● Source data:
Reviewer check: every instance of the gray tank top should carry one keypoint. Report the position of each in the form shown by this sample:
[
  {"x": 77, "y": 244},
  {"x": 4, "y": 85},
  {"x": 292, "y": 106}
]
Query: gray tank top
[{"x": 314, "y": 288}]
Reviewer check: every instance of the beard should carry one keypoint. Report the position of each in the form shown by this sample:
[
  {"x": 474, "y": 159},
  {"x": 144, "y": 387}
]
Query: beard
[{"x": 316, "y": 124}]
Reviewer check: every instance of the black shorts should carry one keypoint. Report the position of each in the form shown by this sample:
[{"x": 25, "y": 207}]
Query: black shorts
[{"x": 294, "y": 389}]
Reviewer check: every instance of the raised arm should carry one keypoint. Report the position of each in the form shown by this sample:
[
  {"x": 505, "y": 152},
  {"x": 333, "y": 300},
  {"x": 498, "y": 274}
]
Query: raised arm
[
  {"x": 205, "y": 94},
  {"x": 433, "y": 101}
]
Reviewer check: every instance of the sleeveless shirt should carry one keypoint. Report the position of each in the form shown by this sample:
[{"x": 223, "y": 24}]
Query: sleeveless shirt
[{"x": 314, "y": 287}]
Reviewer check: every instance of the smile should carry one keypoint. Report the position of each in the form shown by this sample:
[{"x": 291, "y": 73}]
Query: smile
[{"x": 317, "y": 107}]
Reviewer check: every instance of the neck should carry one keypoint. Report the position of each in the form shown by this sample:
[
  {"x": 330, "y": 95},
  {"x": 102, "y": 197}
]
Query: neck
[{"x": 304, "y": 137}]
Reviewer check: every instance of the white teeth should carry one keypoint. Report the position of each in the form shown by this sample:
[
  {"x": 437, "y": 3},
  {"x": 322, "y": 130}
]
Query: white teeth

● Work to complete:
A word-for-word restatement of every record above is expected.

● Result:
Reviewer check: every instance of the gray tank top should carry one keypoint. Report the position of each in the form shown by this sample:
[
  {"x": 77, "y": 244},
  {"x": 4, "y": 85},
  {"x": 292, "y": 106}
]
Query: gray tank top
[{"x": 314, "y": 288}]
Reviewer check: every instance of the beard should carry one keypoint. Report the position of each in the form shown by this sample:
[
  {"x": 474, "y": 159},
  {"x": 144, "y": 387}
]
Query: beard
[{"x": 316, "y": 124}]
Reviewer check: every instance of the black shorts should carry one keypoint. Report the position of each in the form shown by this sample:
[{"x": 25, "y": 207}]
Query: black shorts
[{"x": 294, "y": 389}]
Reviewer check: every instance of the raised arm should carry one keypoint. Report the position of each in the form shown by this sample:
[
  {"x": 505, "y": 152},
  {"x": 333, "y": 300},
  {"x": 498, "y": 274}
]
Query: raised arm
[
  {"x": 205, "y": 94},
  {"x": 433, "y": 101}
]
Reviewer check: every instance of the sleeveless shirt should carry one keypoint. Report the position of each in the form shown by this sample:
[{"x": 223, "y": 24}]
Query: sleeveless shirt
[{"x": 314, "y": 287}]
Reviewer check: every instance of the smile should carry one keypoint. Report the position of each in the form shown by this sample:
[{"x": 291, "y": 73}]
Query: smile
[{"x": 317, "y": 107}]
Reviewer check: every instance of the neck should carry one keypoint. Report the position of each in the form shown by this sample:
[
  {"x": 330, "y": 95},
  {"x": 102, "y": 197}
]
Query: neck
[{"x": 304, "y": 137}]
Reviewer check: every instance of the white teeth should carry one keypoint. Report the position of each in the form shown by this sample:
[
  {"x": 437, "y": 3},
  {"x": 322, "y": 130}
]
Query: white teeth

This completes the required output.